YOUR OBJECTIVE:
Beginning with the line that contains "answer | column", write out each remaining line of the records below exactly. Do not copy any picture.

*** Opening DATA TO USE ***

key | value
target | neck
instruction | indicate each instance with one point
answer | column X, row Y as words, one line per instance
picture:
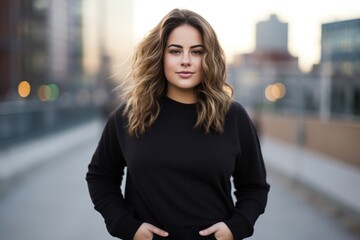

*** Closing DATA TO USE ***

ANSWER TO THIS EXERCISE:
answer | column X, row Y as words, one line per instance
picture:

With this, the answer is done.